(Records from a dataset)
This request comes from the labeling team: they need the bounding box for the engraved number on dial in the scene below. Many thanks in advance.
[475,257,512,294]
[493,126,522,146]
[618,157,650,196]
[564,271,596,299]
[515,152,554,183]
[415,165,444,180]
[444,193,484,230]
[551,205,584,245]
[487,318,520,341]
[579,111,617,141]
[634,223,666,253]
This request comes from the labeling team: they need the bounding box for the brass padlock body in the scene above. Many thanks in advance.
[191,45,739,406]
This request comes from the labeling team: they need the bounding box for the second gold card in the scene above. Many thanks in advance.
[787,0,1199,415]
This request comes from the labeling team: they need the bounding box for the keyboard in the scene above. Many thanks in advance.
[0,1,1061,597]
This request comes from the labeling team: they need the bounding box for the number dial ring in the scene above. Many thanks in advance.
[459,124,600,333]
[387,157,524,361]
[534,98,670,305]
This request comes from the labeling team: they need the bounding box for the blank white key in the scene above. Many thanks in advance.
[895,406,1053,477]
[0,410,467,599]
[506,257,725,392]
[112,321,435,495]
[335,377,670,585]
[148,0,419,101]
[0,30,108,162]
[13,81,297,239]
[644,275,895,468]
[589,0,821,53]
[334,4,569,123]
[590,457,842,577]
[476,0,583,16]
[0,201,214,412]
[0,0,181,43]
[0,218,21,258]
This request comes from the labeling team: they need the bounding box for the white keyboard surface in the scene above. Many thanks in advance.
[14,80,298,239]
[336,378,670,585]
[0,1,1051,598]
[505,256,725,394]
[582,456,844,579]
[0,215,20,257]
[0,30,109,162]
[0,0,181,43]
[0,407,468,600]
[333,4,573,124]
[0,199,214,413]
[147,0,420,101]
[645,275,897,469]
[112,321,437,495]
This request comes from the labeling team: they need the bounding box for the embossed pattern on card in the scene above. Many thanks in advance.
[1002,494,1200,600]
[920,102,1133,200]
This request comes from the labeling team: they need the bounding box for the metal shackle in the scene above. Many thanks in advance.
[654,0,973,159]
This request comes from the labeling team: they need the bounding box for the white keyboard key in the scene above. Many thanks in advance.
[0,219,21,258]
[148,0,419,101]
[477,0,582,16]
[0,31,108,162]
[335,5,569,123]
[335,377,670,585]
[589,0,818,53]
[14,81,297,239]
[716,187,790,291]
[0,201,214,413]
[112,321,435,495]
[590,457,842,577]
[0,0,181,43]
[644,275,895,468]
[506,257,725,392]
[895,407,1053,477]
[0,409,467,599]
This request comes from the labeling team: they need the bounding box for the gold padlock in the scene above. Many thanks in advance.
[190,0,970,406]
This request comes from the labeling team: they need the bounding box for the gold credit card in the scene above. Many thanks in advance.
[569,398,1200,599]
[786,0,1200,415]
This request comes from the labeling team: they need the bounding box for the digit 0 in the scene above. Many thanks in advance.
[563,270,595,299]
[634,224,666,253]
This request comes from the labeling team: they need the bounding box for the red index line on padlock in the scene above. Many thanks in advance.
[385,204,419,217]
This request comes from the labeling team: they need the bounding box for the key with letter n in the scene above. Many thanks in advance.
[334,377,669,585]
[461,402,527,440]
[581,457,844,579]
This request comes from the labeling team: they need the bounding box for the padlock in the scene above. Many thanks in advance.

WHAT NEEDS TO BE DONE
Extract every line from the one containing "the key with" through the last line of the data, inclusive, exactly as written.

WRITTEN SOLUTION
This request comes from the labeling team: they need the bounding box for the key with letter n in the scene above. Many thanks in advance.
[334,377,669,585]
[461,402,527,440]
[581,457,844,579]
This request comes from the labeling team: they need the bounding box for the padlock in the scene above. Many thanks in advance.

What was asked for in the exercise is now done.